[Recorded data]
_____

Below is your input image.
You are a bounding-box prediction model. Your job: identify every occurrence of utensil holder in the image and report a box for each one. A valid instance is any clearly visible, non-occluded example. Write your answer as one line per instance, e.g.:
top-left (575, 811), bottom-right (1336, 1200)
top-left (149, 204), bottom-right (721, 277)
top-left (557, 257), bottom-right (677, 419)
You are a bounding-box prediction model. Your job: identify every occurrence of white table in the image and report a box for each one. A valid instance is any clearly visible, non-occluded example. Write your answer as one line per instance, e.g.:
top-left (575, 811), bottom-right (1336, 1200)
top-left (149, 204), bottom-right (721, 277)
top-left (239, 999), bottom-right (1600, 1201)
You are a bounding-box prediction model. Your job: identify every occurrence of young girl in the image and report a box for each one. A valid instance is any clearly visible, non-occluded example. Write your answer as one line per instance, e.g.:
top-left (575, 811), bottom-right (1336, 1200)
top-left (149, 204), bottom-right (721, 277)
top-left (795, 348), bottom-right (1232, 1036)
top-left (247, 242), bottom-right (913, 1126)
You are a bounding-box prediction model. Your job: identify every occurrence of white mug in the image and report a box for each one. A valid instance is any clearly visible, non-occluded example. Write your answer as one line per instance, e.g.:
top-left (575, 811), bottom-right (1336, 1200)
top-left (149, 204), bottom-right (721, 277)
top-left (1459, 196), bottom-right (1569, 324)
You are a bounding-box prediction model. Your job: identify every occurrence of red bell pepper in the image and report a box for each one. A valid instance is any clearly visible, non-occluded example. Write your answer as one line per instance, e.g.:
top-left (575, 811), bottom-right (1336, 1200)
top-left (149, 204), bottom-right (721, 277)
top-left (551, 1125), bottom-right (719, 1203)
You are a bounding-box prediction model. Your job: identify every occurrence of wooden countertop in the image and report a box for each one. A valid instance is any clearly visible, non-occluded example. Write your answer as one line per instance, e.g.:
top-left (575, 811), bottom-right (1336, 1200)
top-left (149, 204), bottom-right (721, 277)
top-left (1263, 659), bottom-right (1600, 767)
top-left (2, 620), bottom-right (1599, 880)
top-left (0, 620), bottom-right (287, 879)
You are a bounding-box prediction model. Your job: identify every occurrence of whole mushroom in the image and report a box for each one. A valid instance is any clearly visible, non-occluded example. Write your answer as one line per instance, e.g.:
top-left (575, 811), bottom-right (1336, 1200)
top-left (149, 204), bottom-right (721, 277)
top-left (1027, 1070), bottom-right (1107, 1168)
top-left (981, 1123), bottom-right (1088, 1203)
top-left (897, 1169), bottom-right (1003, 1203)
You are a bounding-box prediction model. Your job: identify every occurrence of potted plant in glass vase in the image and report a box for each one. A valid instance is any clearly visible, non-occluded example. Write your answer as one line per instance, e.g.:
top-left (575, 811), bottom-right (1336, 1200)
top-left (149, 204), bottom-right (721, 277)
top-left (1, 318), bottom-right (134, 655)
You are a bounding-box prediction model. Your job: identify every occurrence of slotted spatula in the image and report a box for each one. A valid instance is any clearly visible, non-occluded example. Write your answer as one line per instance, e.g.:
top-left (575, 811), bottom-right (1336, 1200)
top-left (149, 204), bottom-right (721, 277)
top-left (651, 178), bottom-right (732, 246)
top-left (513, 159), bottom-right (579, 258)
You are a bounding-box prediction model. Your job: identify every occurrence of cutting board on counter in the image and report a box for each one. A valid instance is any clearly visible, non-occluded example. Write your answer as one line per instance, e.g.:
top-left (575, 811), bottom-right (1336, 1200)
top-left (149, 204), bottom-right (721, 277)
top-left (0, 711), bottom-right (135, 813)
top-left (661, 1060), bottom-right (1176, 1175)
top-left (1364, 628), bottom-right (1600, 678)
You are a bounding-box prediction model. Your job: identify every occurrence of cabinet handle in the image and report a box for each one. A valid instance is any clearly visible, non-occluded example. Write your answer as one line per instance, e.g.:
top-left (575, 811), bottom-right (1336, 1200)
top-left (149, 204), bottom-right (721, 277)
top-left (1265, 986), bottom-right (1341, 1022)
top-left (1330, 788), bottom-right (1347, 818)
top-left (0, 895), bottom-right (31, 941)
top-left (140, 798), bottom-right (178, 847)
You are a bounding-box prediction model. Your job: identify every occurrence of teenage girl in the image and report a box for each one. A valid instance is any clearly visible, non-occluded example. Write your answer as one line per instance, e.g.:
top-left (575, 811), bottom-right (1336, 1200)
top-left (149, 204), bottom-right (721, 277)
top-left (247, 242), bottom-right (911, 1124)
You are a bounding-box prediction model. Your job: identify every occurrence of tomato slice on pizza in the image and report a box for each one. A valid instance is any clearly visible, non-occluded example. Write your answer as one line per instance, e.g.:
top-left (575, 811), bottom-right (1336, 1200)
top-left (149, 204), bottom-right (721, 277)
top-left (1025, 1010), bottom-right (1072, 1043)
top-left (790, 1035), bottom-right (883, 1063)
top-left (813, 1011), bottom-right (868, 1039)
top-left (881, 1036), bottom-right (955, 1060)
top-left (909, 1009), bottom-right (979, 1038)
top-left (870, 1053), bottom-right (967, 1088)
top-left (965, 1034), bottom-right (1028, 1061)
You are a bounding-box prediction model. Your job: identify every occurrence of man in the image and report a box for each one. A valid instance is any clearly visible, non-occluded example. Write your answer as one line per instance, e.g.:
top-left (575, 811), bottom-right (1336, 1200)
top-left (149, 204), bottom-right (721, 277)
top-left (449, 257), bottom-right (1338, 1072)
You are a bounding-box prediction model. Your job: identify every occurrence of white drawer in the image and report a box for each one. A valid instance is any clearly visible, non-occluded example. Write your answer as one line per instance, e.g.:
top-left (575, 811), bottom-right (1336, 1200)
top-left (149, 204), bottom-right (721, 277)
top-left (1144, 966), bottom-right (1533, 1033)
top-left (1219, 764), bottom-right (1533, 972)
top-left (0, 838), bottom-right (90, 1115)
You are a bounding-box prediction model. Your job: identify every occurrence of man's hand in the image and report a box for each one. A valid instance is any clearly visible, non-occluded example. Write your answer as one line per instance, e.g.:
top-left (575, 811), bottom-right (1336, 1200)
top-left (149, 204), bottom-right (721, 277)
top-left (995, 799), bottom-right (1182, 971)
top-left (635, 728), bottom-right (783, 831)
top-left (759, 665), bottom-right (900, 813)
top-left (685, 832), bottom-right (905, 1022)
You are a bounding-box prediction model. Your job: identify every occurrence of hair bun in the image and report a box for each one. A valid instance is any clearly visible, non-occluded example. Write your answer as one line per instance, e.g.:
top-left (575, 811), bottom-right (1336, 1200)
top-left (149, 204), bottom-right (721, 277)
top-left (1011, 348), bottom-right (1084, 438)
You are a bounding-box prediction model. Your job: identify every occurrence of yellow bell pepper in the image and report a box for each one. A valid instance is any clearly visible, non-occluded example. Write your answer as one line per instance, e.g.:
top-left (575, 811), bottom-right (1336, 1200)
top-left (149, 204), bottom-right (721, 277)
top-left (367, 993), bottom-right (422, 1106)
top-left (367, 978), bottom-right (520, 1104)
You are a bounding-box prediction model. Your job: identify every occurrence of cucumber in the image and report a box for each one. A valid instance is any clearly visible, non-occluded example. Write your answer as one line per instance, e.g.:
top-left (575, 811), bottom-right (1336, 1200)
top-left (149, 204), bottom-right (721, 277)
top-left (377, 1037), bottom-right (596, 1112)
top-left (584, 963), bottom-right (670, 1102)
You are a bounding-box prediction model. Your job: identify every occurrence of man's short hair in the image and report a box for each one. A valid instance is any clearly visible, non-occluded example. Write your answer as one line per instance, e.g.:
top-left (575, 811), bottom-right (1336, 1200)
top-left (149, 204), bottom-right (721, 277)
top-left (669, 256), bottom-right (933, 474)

_____

-- WHAT TO PRODUCE --
If a line appears above, it belongs in your answer, printed exactly.

-- EXERCISE SOLUTION --
Below is your input image.
You are a bounding-box prediction model. Your job: identify every occurrence of utensil holder in the image and report a box for each one. A valid instance is any clearly visible, non-occluded example. Write your answer as one line per instance, e.g.:
top-left (575, 811), bottom-right (1336, 1200)
top-left (149, 204), bottom-right (721, 277)
top-left (557, 257), bottom-right (677, 419)
You are a bounding-box prediction model. Your job: identify every occurrence of white table in the image and report a box for each one. A valid instance is any clearly visible, non-occluded example. Write your answer as one line per instance, e.g.:
top-left (575, 811), bottom-right (1336, 1200)
top-left (149, 204), bottom-right (721, 277)
top-left (239, 999), bottom-right (1600, 1201)
You are a bounding-box prediction model. Your job: identify every occurrence of young girl in the image and report a box for each one. A valid instance is any clearly visible, non-occluded example. Write your answer as one line per instance, e.g.:
top-left (575, 811), bottom-right (1336, 1200)
top-left (149, 204), bottom-right (721, 277)
top-left (795, 348), bottom-right (1232, 1036)
top-left (247, 242), bottom-right (913, 1126)
You are a bounding-box prediction model. Your job: identify every occurrence of white mug in the image and report a box for each one. A valid instance is any clearly visible, non-occluded example. Write your answer as one line per instance, e.g.:
top-left (575, 811), bottom-right (1336, 1200)
top-left (149, 204), bottom-right (721, 277)
top-left (1459, 196), bottom-right (1569, 324)
You are a bounding-box prediction model. Your job: identify every occurrence of red bell pepper in the image and report a box for each one. A valid instance is any clearly visible, non-occluded example. Write your answer as one line per instance, e.g.:
top-left (575, 811), bottom-right (1336, 1200)
top-left (149, 204), bottom-right (721, 277)
top-left (551, 1125), bottom-right (719, 1203)
You are a bounding-box prediction model. Your job: identify every occurrence of wooden countertop in the image and report a box for each one. A valid instance is any clearly visible, non-occluded example. Write your answer as one line per instance, e.g.:
top-left (575, 811), bottom-right (1336, 1200)
top-left (149, 204), bottom-right (721, 277)
top-left (1263, 659), bottom-right (1600, 767)
top-left (2, 620), bottom-right (1599, 880)
top-left (0, 620), bottom-right (287, 879)
You are a bounding-box prediction model. Your job: identify every occurrence of whole mushroom in the image and report a box for each one. A valid instance is any clearly visible, non-occluded example. Write your answer as one line per instance, e.g.:
top-left (575, 811), bottom-right (1336, 1200)
top-left (149, 204), bottom-right (721, 277)
top-left (1027, 1070), bottom-right (1107, 1168)
top-left (981, 1123), bottom-right (1088, 1203)
top-left (897, 1169), bottom-right (1003, 1203)
You are a bounding-box prediction model. Your job: identify every occurrence of potted plant in glass vase in the image and report a box for each one. A valid instance is any clearly visible, non-occluded example. Write your answer as one line per instance, e.g.:
top-left (575, 811), bottom-right (1336, 1200)
top-left (149, 204), bottom-right (721, 277)
top-left (1, 318), bottom-right (134, 655)
You are a bounding-box prediction model. Your job: identify every occurrence of slotted spatula in the image and report a box for each one. A valid instance is any clearly visible, non-occluded example. Write your answer as one line per instance, e.g.:
top-left (575, 811), bottom-right (1336, 1200)
top-left (149, 204), bottom-right (721, 277)
top-left (651, 178), bottom-right (732, 246)
top-left (513, 159), bottom-right (579, 258)
You are a bounding-box prediction model. Your job: identify every occurrence of cutting board on counter in the image and report a box for each one. A valid instance is any clearly visible, non-occluded example. Write your answer as one line per instance, e.g.:
top-left (575, 811), bottom-right (1336, 1200)
top-left (149, 204), bottom-right (721, 277)
top-left (0, 711), bottom-right (135, 813)
top-left (661, 1060), bottom-right (1176, 1175)
top-left (1364, 628), bottom-right (1600, 678)
You are a bounding-box prediction model. Your job: identify every occurrence of cabinet handle in the image and report a box for each one. A valid instance is any clearly visible, non-occluded example. Write your answer as one line per instance, e.g.:
top-left (575, 811), bottom-right (1336, 1200)
top-left (149, 204), bottom-right (721, 277)
top-left (1265, 986), bottom-right (1341, 1022)
top-left (1330, 788), bottom-right (1347, 818)
top-left (0, 895), bottom-right (31, 941)
top-left (140, 798), bottom-right (178, 847)
You are a bounding-box prediction model. Your job: identify every occurrence of teenage girl in the image and report a box for each one. A valid instance is any clearly visible, non-occluded example. Write your answer as one line per instance, e.g.:
top-left (575, 811), bottom-right (1336, 1200)
top-left (149, 204), bottom-right (721, 277)
top-left (247, 242), bottom-right (911, 1124)
You are a bounding-box prediction model. Your job: identify every occurrence of tomato slice on pizza in the image and report a box for each one. A valid instance is any clearly visible, non-occluded example. Write your answer as one line per instance, e.g.:
top-left (575, 811), bottom-right (1336, 1200)
top-left (149, 204), bottom-right (721, 277)
top-left (1025, 1010), bottom-right (1072, 1043)
top-left (790, 1035), bottom-right (883, 1063)
top-left (813, 1011), bottom-right (868, 1039)
top-left (881, 1036), bottom-right (955, 1060)
top-left (909, 1009), bottom-right (979, 1038)
top-left (870, 1053), bottom-right (967, 1088)
top-left (965, 1034), bottom-right (1028, 1061)
You are a bounding-box prediction model. Your job: identify every occurrence of man in the image and report a box for each one. A valid instance is any clearly visible, non-occluded example. Write your answer as one line per instance, e.g.:
top-left (575, 811), bottom-right (1336, 1200)
top-left (149, 204), bottom-right (721, 277)
top-left (449, 257), bottom-right (1338, 1072)
You are a bounding-box prediction model. Your job: identify every occurrence of white drawer in the image and report a box for each one. A valid instance is any clearly visible, non-occluded example. Write your answer as one line per instance, e.g.:
top-left (575, 811), bottom-right (1336, 1200)
top-left (149, 204), bottom-right (721, 277)
top-left (1144, 966), bottom-right (1533, 1033)
top-left (1219, 764), bottom-right (1533, 972)
top-left (0, 838), bottom-right (90, 1115)
You are a bounding-box prediction model. Your job: identify every occurrence of man's hand in the image and report a box for each one. A valid instance is any clearly visible, non-occluded example. Write your answer as one line per instance, e.g.:
top-left (575, 811), bottom-right (1336, 1200)
top-left (149, 204), bottom-right (721, 277)
top-left (995, 799), bottom-right (1182, 971)
top-left (635, 728), bottom-right (783, 831)
top-left (759, 665), bottom-right (900, 813)
top-left (685, 832), bottom-right (905, 1022)
You are a bounding-box prediction model. Your job: identify every occurrence of hair bun in the image and report a box for each one. A valid instance is any clearly visible, non-occluded example. Write your answer as one line per instance, e.g.:
top-left (575, 811), bottom-right (1336, 1200)
top-left (149, 204), bottom-right (721, 277)
top-left (1011, 348), bottom-right (1084, 438)
You are a bounding-box prediction model. Your job: identify every occurrence of yellow bell pepper in the image and report a box for each one. A valid instance is any clearly visible, non-occluded example. Write your answer as one line per instance, e.g.:
top-left (575, 811), bottom-right (1336, 1200)
top-left (149, 204), bottom-right (721, 277)
top-left (367, 993), bottom-right (422, 1106)
top-left (367, 978), bottom-right (520, 1104)
You are a bounding-box prediction model. Your job: identify every occurrence of cucumber in the image and report a box for each one. A valid instance is any clearly visible, non-occluded example. Write your answer as one line per instance, e.g.:
top-left (575, 811), bottom-right (1336, 1200)
top-left (149, 204), bottom-right (721, 277)
top-left (377, 1037), bottom-right (596, 1112)
top-left (584, 963), bottom-right (670, 1102)
You are a bounding-box prediction model. Your job: identify every occurrence of man's short hair in the image and report a box for each one. A valid instance is any clearly visible, non-occluded example. Write your answer as one line per instance, e.g.:
top-left (575, 811), bottom-right (1336, 1200)
top-left (149, 204), bottom-right (721, 277)
top-left (669, 256), bottom-right (933, 474)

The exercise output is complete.